Task directions: Collect every line in the data below that contains the word "window", and copy each one in full.
━━━━━ Available records
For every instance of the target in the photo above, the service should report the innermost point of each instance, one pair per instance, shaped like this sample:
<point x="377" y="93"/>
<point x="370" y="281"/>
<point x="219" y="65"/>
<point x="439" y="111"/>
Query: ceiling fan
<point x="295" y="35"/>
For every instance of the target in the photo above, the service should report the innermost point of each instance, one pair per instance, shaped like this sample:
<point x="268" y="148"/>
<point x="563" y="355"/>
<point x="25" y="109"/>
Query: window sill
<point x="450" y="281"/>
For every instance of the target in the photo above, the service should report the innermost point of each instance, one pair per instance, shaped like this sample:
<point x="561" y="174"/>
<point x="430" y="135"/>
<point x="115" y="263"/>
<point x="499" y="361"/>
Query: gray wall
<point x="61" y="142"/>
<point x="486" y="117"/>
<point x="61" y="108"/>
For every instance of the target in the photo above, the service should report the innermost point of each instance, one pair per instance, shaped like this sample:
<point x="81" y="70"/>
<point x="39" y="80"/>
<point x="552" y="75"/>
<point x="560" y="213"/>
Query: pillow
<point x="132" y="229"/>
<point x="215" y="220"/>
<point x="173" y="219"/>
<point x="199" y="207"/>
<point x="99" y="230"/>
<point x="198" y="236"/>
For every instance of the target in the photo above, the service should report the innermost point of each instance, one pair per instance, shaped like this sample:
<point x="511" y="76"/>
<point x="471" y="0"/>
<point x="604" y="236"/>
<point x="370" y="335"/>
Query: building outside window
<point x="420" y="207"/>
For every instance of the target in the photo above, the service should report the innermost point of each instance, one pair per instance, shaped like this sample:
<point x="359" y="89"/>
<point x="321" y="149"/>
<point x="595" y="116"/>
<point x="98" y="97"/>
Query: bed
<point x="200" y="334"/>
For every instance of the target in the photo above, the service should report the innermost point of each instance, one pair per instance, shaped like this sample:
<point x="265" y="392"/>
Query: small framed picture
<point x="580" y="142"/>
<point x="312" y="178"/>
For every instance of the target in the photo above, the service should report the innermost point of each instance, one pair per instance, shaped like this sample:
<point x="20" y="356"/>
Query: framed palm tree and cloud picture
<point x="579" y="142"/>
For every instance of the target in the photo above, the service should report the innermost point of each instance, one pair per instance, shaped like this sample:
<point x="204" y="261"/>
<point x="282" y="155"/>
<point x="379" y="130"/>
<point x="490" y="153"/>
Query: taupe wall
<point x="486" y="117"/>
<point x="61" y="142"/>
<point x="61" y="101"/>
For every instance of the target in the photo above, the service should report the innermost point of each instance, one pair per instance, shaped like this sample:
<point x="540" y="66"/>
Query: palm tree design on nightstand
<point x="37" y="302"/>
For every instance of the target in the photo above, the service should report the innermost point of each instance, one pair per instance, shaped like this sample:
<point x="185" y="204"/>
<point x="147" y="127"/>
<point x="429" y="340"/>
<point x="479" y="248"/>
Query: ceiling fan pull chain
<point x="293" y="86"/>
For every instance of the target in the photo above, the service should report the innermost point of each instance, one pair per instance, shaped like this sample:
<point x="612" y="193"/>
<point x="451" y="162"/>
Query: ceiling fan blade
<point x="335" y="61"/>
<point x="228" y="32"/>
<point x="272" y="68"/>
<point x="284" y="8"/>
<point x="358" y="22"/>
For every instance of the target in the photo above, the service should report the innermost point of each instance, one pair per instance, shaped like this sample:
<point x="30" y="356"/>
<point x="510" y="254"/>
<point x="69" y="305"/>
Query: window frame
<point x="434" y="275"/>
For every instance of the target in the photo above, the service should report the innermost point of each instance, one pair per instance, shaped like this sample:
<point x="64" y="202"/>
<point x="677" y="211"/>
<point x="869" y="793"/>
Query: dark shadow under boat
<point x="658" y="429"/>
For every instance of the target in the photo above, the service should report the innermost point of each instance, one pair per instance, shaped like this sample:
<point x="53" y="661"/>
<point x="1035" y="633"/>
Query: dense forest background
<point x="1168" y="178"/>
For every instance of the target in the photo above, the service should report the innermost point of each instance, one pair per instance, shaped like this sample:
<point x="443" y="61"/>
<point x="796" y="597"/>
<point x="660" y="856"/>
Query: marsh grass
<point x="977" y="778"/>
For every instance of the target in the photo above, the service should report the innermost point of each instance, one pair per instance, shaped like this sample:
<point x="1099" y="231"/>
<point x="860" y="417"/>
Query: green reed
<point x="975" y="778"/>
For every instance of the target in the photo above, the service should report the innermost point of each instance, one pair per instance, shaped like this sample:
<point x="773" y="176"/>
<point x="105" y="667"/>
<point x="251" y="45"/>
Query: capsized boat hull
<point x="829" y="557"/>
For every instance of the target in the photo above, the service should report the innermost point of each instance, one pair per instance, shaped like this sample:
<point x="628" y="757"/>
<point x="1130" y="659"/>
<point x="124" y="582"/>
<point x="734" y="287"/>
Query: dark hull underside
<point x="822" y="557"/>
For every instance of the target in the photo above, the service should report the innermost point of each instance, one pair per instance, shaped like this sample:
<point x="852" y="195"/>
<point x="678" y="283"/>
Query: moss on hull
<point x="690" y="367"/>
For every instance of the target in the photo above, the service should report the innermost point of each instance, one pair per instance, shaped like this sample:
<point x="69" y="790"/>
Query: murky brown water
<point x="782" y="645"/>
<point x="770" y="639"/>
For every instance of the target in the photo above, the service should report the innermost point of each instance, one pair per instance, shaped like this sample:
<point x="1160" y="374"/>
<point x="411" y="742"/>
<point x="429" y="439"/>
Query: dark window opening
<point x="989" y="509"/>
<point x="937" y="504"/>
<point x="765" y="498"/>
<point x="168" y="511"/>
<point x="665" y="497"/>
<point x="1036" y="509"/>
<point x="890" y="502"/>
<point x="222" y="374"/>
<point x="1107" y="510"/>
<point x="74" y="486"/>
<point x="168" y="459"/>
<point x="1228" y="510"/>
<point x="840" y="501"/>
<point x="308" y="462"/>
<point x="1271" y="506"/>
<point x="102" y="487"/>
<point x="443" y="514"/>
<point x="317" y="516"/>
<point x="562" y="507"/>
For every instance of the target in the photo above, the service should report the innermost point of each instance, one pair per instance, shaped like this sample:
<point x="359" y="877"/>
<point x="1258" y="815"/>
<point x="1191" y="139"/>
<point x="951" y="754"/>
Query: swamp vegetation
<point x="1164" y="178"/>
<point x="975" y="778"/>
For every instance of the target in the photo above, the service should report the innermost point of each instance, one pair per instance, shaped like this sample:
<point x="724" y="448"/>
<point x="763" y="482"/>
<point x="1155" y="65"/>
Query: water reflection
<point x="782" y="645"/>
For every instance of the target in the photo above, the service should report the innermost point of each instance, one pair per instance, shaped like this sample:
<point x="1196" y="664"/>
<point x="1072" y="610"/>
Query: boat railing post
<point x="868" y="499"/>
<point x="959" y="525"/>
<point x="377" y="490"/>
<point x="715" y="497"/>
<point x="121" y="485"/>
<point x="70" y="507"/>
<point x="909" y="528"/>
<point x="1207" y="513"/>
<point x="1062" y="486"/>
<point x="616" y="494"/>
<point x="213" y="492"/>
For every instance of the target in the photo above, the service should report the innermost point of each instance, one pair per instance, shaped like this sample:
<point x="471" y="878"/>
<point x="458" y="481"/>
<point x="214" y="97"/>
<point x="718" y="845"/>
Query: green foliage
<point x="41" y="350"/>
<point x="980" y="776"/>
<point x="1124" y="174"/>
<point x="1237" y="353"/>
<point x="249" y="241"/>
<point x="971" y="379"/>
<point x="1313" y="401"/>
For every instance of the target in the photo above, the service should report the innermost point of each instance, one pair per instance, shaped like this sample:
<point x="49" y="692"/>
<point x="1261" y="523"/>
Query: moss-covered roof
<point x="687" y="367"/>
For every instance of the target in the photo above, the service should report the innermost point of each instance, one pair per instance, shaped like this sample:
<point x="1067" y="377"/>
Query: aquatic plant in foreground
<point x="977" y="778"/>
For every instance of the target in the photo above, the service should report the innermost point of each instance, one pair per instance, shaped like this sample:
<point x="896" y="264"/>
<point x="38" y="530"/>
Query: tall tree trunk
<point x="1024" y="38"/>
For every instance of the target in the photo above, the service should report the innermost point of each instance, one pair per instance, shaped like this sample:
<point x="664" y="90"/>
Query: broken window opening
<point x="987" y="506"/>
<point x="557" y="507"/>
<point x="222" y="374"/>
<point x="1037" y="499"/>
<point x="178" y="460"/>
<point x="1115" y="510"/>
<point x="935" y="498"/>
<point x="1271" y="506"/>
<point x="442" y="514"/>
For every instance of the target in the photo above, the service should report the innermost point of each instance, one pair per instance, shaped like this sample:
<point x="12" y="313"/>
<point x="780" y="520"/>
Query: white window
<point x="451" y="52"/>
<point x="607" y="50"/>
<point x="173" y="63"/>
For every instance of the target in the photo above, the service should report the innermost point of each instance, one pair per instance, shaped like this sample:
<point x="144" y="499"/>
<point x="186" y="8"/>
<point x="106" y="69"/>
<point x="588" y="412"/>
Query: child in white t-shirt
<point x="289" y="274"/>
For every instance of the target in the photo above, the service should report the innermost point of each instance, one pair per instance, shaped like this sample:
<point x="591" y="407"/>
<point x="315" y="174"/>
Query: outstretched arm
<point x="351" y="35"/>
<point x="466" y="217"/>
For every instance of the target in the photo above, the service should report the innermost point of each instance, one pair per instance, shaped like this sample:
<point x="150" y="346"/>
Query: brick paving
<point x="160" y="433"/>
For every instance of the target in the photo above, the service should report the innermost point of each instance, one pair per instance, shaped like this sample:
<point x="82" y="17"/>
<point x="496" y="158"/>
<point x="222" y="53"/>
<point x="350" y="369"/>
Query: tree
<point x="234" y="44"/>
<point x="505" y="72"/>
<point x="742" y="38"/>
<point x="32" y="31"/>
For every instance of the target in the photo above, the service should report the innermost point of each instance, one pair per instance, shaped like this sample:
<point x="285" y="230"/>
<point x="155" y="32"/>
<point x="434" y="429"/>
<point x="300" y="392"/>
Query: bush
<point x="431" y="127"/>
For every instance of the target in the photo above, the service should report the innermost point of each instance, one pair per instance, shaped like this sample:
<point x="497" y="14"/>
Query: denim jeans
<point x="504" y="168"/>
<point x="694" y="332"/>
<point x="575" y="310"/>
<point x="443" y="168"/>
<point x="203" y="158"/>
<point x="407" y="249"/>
━━━━━━━━━━
Solution to the problem:
Query: window sill
Query: building outside window
Query: window frame
Query: dark window opening
Query: broken window opening
Query: white window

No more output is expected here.